◆ **Source material**:
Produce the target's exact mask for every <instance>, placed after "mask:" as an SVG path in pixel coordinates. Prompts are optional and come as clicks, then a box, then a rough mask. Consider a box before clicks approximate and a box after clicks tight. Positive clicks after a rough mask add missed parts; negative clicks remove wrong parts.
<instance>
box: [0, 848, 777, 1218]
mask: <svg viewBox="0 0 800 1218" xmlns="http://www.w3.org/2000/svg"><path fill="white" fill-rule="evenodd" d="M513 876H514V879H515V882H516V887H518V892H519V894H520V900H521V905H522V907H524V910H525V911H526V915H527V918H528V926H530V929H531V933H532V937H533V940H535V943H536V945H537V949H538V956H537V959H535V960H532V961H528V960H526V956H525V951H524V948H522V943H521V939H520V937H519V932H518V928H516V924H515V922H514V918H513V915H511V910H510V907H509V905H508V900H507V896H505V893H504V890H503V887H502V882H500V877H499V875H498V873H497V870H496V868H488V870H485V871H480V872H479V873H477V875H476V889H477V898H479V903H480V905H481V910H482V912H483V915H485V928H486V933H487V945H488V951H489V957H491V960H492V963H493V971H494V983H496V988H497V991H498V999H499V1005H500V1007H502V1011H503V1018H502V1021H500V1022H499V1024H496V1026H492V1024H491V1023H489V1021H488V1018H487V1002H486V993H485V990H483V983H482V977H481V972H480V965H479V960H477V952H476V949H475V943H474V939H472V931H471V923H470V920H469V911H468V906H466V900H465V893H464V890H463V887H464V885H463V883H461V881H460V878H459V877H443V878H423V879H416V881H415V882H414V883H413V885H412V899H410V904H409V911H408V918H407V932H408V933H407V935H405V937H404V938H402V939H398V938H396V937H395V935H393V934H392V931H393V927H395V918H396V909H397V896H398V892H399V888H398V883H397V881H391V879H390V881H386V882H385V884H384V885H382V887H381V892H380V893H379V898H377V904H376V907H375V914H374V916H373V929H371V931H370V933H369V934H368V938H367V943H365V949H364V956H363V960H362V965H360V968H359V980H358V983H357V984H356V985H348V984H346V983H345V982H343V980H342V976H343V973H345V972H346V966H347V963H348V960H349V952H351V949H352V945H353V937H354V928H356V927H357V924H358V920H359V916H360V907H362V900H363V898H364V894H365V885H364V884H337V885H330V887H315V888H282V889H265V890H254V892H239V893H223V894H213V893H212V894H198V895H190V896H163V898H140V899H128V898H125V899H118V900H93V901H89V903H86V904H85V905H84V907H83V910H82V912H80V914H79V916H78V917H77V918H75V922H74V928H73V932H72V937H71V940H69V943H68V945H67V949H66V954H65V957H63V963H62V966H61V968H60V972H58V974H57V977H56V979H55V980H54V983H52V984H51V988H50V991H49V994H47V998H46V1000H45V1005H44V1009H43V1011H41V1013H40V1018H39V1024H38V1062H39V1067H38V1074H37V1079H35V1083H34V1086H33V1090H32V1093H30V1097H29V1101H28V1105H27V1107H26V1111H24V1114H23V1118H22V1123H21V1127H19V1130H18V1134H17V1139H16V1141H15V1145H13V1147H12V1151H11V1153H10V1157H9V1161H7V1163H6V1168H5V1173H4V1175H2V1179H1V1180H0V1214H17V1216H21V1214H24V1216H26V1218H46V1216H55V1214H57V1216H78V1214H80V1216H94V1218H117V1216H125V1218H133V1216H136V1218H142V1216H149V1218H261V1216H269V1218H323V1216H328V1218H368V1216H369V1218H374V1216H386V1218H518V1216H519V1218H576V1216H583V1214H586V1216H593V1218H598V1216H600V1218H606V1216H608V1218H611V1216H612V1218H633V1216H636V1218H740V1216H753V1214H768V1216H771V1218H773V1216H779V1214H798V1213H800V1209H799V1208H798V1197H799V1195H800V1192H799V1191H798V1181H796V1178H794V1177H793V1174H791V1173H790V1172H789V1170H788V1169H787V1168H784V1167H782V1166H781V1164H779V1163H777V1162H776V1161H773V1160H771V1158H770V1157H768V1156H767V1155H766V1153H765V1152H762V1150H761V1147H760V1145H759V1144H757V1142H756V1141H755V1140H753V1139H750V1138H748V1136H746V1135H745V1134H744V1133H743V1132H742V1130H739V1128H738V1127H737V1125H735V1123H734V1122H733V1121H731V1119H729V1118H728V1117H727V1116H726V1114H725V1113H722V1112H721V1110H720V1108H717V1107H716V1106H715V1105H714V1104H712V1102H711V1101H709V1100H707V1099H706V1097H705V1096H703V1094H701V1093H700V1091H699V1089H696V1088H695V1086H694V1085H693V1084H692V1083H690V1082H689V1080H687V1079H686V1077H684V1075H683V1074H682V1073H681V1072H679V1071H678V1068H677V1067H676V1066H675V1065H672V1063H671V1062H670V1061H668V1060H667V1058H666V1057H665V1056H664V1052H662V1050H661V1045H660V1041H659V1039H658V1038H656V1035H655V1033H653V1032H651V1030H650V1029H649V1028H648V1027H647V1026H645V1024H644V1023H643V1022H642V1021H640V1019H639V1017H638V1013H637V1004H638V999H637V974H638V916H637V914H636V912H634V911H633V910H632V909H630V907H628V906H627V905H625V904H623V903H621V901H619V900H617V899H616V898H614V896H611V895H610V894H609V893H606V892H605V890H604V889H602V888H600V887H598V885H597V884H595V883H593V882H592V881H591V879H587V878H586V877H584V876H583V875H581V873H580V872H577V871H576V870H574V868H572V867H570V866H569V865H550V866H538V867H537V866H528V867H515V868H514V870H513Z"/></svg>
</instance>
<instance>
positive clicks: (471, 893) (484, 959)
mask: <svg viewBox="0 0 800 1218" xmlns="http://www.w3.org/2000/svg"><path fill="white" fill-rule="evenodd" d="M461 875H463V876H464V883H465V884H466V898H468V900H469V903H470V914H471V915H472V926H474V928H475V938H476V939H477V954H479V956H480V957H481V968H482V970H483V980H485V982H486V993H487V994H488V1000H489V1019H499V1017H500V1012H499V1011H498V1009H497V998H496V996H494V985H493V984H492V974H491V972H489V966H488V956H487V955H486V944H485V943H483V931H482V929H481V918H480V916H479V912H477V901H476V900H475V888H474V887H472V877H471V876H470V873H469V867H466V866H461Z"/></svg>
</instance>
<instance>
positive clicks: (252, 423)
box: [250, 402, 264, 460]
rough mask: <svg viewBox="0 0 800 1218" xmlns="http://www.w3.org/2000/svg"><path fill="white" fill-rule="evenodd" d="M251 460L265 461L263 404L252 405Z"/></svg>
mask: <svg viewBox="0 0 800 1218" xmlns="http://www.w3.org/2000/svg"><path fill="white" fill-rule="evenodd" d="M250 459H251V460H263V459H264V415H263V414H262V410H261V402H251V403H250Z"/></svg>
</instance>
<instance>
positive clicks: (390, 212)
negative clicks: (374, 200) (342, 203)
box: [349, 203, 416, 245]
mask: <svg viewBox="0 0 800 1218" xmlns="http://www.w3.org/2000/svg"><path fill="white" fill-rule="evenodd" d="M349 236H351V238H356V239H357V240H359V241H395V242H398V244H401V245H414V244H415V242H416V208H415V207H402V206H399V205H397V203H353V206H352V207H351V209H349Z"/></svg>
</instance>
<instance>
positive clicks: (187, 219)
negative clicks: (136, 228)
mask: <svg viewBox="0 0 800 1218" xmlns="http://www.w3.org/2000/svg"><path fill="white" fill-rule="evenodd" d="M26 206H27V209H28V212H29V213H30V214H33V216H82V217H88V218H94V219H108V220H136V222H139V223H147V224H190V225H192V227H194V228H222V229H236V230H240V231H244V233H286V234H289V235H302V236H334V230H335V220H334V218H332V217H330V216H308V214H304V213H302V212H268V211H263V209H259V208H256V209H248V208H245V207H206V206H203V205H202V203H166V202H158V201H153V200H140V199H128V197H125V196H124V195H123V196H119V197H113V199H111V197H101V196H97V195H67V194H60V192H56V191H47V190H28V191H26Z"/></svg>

◆ **Work request**:
Can you rewrite everything from the start of the records down to the line containing "box: [0, 848, 777, 1218]", replacing "rough mask" with "coarse mask" and leaving all else unchanged?

◆ **Exercise response**:
Produce the target's exact mask for every <instance>, placed after "mask:" as an SVG path in pixel coordinates. Prompts are optional and come as clicks, then a box, then a coarse mask. Consider a box before clicks approximate and a box after clicks tight. Positive clicks after a coarse mask add missed parts; negative clicks remove wrong parts.
<instance>
box: [0, 848, 777, 1218]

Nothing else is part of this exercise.